> The task
Count the lines in the data below that contain the word "white". Reply with that number only.

> Task material

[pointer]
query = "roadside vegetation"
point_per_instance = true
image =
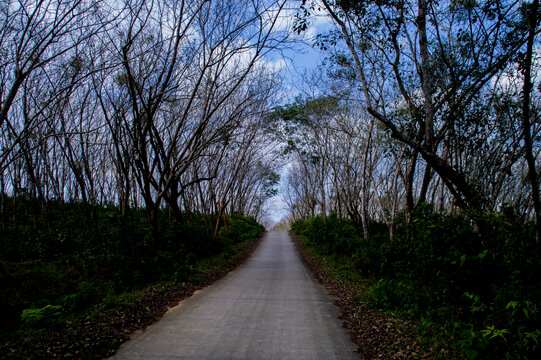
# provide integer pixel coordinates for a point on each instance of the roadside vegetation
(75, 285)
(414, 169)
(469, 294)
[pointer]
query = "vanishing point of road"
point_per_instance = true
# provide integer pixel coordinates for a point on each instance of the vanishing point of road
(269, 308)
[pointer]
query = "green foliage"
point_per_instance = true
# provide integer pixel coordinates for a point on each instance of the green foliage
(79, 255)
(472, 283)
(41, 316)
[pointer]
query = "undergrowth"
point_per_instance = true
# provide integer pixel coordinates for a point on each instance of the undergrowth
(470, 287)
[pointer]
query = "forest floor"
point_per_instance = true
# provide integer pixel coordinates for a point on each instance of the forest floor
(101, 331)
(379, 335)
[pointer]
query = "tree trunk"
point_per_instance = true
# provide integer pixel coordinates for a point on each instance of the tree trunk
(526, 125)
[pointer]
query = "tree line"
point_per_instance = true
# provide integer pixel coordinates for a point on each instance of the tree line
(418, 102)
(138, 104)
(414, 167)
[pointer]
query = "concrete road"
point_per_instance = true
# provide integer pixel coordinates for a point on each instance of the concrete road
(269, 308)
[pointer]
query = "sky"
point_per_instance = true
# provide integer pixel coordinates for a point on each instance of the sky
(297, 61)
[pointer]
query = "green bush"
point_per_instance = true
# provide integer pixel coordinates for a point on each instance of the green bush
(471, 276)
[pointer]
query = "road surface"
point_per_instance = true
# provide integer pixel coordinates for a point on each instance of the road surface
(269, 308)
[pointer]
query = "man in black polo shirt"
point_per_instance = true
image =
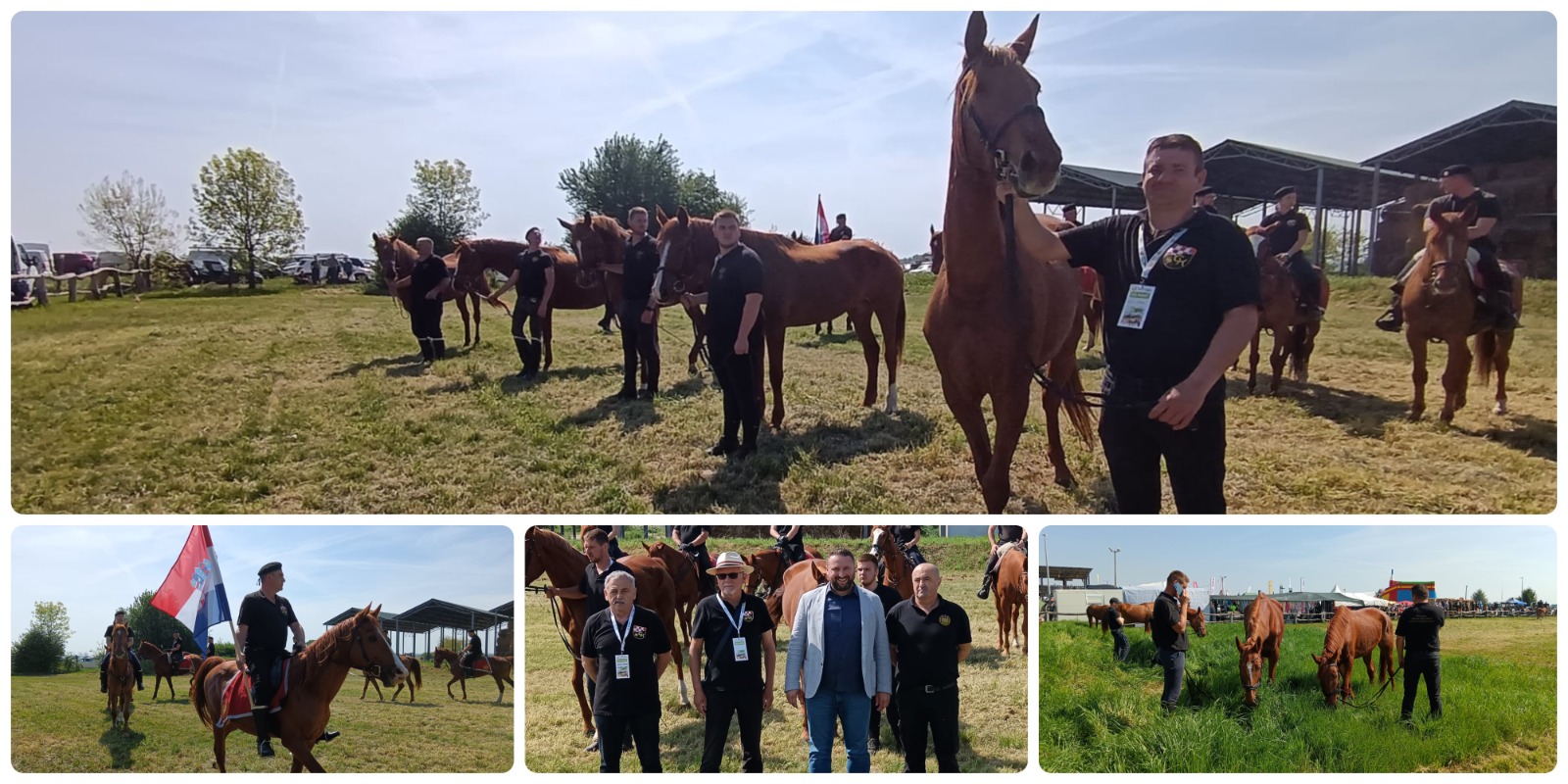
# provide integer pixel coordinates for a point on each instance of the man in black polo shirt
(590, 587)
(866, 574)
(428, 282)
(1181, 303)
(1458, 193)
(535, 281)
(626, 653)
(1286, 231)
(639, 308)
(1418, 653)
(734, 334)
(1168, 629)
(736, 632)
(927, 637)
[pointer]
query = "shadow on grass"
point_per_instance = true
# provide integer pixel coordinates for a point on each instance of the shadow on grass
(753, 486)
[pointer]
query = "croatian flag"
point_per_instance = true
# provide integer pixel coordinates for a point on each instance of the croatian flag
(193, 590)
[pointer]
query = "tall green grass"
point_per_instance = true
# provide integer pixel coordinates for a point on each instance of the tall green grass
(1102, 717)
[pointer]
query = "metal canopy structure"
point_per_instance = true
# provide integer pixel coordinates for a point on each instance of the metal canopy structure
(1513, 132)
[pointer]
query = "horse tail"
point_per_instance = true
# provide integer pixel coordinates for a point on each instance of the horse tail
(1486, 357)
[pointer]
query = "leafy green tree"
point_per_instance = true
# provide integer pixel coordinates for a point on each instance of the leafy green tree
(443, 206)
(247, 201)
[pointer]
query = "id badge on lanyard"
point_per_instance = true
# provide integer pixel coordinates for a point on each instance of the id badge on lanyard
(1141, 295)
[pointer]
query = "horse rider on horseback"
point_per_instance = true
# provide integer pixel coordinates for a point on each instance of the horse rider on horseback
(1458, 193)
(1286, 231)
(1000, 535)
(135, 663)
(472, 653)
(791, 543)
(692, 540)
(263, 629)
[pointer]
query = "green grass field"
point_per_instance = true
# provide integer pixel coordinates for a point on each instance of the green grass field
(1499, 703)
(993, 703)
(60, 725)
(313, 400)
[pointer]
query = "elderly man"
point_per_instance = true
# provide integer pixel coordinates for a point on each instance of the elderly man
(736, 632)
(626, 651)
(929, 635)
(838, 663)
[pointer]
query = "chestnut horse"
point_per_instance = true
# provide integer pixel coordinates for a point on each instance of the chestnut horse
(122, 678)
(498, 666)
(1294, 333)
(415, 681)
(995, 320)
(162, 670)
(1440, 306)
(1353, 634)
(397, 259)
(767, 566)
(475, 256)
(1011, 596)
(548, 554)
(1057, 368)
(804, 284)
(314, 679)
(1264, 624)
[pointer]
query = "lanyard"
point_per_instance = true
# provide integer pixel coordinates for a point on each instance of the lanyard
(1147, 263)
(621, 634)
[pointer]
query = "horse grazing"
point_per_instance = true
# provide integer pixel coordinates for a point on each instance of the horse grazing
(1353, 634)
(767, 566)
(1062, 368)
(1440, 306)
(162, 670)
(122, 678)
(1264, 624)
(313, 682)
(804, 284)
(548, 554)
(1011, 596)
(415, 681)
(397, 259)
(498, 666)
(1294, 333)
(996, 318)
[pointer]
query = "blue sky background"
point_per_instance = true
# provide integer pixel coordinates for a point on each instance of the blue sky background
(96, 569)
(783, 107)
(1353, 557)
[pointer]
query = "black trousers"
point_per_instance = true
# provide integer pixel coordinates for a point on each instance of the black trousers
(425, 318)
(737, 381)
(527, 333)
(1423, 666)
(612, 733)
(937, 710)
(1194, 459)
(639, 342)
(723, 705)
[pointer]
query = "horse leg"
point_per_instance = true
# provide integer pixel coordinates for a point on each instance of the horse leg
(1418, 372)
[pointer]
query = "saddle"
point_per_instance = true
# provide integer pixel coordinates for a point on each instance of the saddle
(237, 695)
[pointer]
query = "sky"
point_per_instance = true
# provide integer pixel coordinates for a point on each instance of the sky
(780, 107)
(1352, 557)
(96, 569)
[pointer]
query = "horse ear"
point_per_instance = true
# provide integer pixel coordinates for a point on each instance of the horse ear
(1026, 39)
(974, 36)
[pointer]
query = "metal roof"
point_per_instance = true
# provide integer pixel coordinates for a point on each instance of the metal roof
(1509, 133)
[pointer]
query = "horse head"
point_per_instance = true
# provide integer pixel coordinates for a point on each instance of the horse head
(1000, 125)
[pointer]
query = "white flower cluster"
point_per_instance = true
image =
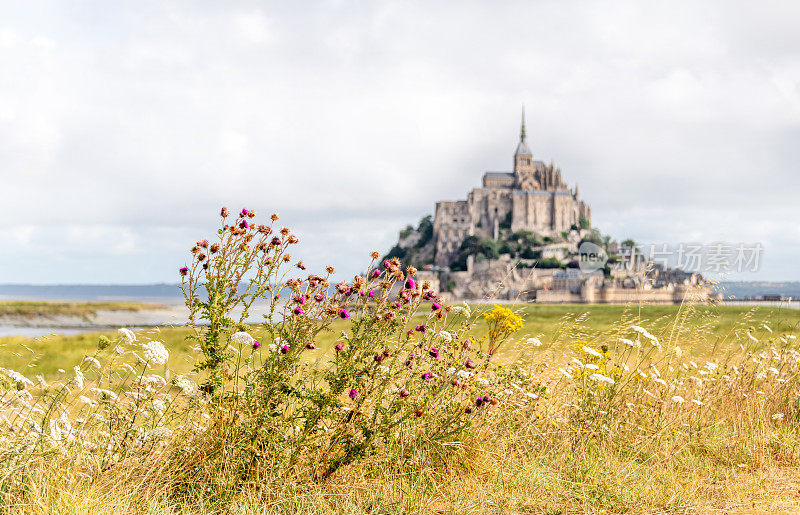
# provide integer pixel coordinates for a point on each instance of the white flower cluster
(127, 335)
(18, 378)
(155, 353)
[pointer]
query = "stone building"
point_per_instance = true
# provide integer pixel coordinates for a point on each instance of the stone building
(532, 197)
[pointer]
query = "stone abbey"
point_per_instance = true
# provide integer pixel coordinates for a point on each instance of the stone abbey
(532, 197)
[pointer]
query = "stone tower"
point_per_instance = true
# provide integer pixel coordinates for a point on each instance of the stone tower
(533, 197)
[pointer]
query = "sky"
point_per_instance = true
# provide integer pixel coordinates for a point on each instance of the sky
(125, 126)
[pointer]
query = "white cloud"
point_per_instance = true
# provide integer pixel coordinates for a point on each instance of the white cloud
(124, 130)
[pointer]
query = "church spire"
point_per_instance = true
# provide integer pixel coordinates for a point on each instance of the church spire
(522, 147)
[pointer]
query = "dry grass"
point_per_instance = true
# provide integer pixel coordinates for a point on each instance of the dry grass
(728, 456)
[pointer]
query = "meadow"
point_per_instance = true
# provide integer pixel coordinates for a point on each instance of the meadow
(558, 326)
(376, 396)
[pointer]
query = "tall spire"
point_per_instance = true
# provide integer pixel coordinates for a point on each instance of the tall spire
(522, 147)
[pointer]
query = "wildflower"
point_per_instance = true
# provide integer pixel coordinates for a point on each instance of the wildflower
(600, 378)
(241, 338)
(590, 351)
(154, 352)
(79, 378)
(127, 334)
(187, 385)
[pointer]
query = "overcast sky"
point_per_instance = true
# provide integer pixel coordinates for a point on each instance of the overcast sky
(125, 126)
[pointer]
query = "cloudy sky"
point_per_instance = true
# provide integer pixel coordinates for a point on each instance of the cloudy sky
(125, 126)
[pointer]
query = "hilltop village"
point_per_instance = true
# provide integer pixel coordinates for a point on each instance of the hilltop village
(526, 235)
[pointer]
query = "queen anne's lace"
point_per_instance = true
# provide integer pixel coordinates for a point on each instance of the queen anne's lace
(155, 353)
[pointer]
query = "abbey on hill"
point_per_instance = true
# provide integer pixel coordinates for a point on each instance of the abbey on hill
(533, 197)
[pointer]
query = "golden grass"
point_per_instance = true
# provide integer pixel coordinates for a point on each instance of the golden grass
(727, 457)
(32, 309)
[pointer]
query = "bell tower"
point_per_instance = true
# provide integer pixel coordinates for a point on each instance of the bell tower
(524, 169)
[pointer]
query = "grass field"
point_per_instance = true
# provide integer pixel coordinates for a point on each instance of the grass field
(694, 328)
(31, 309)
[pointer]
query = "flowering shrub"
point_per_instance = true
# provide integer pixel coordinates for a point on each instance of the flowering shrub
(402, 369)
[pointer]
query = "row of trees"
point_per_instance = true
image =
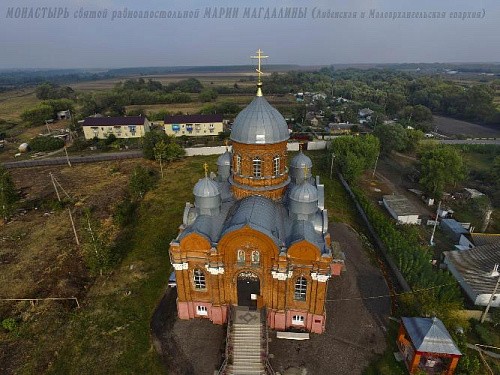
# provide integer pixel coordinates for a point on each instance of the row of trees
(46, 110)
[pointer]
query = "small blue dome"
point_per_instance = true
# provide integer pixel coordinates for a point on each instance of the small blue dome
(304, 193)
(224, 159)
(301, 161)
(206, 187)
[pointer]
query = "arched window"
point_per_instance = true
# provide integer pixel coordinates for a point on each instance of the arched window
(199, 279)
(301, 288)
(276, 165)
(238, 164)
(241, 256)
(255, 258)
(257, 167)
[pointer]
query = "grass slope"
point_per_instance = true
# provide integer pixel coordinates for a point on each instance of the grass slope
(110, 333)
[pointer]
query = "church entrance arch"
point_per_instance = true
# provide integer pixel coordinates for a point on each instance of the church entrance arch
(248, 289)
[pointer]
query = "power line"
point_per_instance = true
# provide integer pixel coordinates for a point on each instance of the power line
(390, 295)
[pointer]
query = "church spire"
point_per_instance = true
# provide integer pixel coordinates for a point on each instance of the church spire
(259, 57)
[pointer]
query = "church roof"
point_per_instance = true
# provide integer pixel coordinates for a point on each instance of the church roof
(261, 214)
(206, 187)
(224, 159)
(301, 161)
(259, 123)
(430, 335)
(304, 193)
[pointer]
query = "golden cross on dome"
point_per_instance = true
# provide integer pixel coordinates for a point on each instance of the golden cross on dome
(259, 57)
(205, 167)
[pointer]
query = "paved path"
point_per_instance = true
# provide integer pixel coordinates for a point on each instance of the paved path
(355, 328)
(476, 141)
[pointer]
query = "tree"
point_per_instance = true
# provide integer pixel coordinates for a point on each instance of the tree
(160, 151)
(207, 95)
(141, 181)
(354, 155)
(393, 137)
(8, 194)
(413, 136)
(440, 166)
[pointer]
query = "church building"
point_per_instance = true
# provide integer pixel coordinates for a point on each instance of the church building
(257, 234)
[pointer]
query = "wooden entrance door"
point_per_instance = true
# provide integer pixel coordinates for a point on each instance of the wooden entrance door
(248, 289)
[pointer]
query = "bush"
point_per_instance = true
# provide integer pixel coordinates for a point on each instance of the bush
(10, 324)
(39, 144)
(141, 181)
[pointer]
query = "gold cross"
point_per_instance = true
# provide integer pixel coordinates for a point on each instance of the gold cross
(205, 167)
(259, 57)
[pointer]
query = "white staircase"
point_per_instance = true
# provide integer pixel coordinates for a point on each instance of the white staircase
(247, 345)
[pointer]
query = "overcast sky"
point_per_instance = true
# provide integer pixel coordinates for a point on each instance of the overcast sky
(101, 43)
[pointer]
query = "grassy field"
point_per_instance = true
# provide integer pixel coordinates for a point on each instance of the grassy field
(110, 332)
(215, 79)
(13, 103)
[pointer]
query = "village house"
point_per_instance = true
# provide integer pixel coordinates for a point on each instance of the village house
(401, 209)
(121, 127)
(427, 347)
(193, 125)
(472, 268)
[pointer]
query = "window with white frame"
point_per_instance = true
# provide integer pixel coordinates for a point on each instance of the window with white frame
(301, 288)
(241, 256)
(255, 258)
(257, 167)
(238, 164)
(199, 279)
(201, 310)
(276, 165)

> Task result
8